Excerpt provided:
-- -- --

FW: HBW/Birdlife International Illustrated Checklist adopted by UN Conve

To: "Innes, Angus" <>
Subject: FW: HBW/Birdlife International Illustrated Checklist adopted by UN Convention
From: Carl Clifford <>
Date: Mon, 8 Dec 2014 21:47:00 +1100
It is a lot of money for two books that will be partially out of date by the 
time they are printed. I think I will stick to the IOC list. Much more portable 
and better priced, as well as being constantly updated.

Carl Clifford

> On 8 Dec 2014, at 7:50 pm, Innes, Angus 
> <> wrote:
> ________________________________
> From: <>
> To: <>
> Subject: HBW/Birdlife International Illustrated Checklist adopted by UN 
> Convention
> Date: Sat, 6 Dec 2014 08:13:03 +0000
> Classification lists are a subject of endless fascination for quite a few 
> Birding Aus correspondents - mine waxes and wanes. International travel 
> birding lists and information probably attract even more space. Having those 
> groups particularly in mind, I thought the following may be of interest, as 
> well as to others who may share my inclination to use a credible hard copy 
> list that will not disappear on computer melt down.
> It is reported that during the eleventh meeting of the Council of the 
> Conference of the parties to the UN Convention on the Conservation of 
> Migratory Species of Wild Animals (CMS) the HBW and Birdlife International 
> Illustrated Checklist of the Birds of the World, vol 1 - Non-passerines, 
> published June 2014 by Lynx publications (Barcelona), was adopted as the 
> Convention's standard reference for bird taxonomy and nomenclature for 
> non-passerines. The resolution adopting the Checklist also requested the 
> Council of the Convention to consider adopting the second volume on 
> Passerines for similar purposes when published in 2016.
> A reviewer of the first volume, Alan Knox, in the venerable and prestigious 
> UK Birding magazine, "British Birds", (November 2014) wrote "Having a full 
> checklist  of all the non-passerine species and subspecies together with 
> illustrations and maps in one remarkable volume, simply cannot be beaten."

-- -- --

Exercises to complete:
1 - According to the email thread about the bird checklist, in what year was the second volume on Passerines due to be published?
2 - Please carry on the email thread about the bird checklist, starting right after its final sentence.

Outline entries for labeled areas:
-- -- --

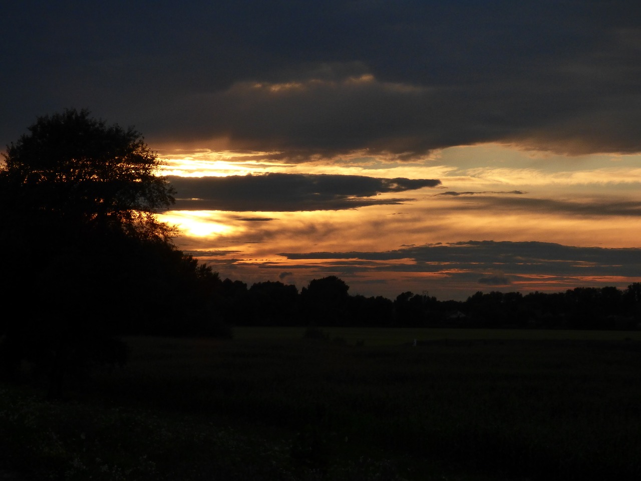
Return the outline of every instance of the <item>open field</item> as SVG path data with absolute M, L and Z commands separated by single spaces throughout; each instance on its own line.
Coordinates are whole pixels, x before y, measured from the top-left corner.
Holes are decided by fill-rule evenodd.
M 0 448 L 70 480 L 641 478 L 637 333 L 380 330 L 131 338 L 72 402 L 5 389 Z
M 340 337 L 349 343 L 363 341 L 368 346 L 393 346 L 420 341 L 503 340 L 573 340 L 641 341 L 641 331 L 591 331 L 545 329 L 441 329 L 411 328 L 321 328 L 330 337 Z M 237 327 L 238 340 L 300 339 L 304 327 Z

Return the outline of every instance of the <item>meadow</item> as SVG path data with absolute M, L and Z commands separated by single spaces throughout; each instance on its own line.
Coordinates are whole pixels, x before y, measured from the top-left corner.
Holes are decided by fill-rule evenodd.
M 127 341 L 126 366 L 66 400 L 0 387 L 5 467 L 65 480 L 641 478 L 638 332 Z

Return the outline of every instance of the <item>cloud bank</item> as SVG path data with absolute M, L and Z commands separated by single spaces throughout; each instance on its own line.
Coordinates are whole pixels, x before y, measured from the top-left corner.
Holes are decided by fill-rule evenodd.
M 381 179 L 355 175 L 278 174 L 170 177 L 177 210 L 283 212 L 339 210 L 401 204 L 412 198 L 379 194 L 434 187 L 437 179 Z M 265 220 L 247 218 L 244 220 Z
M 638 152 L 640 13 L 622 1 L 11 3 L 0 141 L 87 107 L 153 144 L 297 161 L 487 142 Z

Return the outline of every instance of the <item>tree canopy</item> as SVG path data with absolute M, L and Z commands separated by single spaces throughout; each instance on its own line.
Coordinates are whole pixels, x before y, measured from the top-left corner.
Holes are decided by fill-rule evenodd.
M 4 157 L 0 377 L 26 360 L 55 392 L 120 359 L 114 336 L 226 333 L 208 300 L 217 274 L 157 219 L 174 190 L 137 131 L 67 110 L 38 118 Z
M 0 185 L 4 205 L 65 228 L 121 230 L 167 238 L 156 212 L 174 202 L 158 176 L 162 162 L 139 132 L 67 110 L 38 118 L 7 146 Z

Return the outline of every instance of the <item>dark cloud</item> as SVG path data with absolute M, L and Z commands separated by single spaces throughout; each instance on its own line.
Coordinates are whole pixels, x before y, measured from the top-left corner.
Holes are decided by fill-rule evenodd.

-- -- --

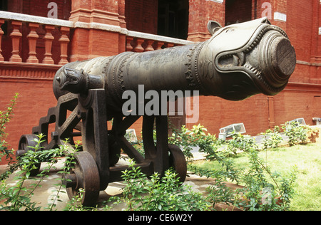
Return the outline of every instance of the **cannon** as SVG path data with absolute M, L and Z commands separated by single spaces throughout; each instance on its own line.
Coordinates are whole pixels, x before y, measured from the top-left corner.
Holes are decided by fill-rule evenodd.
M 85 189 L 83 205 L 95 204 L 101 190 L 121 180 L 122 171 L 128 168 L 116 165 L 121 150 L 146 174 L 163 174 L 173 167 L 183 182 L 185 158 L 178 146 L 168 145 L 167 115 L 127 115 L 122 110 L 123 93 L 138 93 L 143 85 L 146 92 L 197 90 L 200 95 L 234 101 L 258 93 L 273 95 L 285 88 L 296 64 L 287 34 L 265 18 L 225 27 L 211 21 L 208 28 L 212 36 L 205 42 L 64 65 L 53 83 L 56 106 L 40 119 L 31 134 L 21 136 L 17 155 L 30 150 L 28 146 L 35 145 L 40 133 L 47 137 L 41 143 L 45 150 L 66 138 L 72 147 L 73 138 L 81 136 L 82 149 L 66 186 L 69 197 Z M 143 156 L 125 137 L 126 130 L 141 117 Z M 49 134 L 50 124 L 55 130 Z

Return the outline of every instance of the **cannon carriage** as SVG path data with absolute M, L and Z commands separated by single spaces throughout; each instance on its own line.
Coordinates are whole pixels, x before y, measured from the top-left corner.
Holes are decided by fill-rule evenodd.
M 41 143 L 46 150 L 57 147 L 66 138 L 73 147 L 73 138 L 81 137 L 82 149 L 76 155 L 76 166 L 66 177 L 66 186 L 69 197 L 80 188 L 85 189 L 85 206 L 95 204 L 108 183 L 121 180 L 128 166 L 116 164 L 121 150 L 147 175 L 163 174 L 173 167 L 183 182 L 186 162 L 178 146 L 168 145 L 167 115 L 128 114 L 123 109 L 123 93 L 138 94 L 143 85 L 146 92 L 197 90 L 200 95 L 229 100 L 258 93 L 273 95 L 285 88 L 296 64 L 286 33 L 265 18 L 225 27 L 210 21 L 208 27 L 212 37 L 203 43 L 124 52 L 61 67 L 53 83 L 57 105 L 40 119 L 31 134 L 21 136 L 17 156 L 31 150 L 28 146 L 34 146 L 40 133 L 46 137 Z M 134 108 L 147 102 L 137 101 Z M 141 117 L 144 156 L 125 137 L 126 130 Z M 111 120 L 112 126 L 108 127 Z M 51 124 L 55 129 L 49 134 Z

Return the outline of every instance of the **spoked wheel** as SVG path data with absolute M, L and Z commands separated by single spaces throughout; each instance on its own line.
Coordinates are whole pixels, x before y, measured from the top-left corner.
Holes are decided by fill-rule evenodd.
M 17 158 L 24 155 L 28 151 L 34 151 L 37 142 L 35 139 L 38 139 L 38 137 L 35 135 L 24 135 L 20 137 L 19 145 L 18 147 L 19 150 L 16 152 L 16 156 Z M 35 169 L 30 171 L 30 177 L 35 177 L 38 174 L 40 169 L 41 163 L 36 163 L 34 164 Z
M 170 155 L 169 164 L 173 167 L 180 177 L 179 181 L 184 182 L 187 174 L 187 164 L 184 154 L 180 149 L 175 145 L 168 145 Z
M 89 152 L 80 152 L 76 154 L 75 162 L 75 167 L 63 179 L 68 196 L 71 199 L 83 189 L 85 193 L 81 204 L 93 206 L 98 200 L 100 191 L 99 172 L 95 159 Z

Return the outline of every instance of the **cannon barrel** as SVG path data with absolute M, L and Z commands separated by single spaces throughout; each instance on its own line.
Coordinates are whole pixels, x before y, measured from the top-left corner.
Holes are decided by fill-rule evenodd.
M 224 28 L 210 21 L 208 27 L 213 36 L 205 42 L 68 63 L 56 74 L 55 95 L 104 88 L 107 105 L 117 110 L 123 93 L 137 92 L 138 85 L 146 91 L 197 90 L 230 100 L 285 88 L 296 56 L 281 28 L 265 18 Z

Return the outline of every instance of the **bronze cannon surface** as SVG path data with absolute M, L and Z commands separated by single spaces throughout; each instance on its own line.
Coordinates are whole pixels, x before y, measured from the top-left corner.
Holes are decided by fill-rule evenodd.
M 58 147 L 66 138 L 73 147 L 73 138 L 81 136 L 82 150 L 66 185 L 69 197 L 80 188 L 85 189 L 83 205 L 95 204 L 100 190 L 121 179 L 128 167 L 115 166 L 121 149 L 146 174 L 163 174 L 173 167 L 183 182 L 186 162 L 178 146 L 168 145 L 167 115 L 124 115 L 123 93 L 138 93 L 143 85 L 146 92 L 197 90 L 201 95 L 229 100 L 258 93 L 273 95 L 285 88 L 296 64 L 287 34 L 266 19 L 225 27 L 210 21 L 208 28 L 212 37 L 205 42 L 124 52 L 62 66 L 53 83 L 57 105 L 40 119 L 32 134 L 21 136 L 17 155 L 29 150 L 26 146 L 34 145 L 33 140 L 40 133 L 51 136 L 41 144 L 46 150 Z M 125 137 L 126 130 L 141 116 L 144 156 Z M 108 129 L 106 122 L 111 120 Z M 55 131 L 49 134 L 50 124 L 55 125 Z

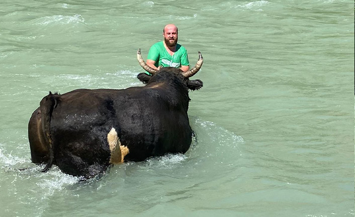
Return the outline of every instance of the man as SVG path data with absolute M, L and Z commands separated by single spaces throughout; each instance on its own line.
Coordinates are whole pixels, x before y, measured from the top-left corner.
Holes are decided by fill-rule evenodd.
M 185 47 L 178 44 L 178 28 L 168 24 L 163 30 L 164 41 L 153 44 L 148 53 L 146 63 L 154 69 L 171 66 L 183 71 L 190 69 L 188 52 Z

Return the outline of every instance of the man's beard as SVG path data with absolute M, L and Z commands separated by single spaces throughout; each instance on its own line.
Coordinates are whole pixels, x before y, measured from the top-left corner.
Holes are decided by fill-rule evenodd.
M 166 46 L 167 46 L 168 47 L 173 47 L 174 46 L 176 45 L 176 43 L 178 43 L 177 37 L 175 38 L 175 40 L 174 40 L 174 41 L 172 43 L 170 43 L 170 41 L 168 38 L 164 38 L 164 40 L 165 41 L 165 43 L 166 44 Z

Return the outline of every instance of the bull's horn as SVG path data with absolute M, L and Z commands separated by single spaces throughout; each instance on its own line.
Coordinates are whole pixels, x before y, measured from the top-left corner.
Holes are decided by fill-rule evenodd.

-- -- --

Responses by task:
1 - 2016

2 -
> For the record breakers and splitters, he comments elsewhere in the article 
> "While the authority of the text, the quality of the plates and revised 
> distribution mapping for every species are more than enough to establish this 
> as an exceptional volume, it is the authors approach to species-level 
> taxonomy that they believe is the most distinctive feature of the book.... In 
> a massive exercise , the authors have carried out a massive sweep using new 
> criteria , adding a total of 462 species since HBW, about half of which were 
> proposed by other authors after the publication of the relevant volumes (of 
> HBW). The criteria used here were published by Tobias et al (Ibis 
> 152:724-746) and they are carefully explained in the introduction"
> He does go on to qualify the "great service (done by the authors) in their 
> review of species" by instancing some species anomalies which he states 
> "serves to show that no known system can definitively identify which taxa 
> deserve to be treated as a species."
> The checklist is currently on offer from the publishers for 145 euros - with 
> an offer of Vol 2 at the same price (to be paid on publication of Vol 2 in 
> 2016) if a commitment to purchase is made now. The general sale price appears 
> to be around 185 euros. As I understand it, it distils much of its key 
> information from the volumes of HBW.
> I do not have the knowledge to engage in any debate on the science behind the 
> list adopted. I merely offer this information for the benefit of others who 
> find themselves in my position. Yes, I am getting one.
> Angus Innes.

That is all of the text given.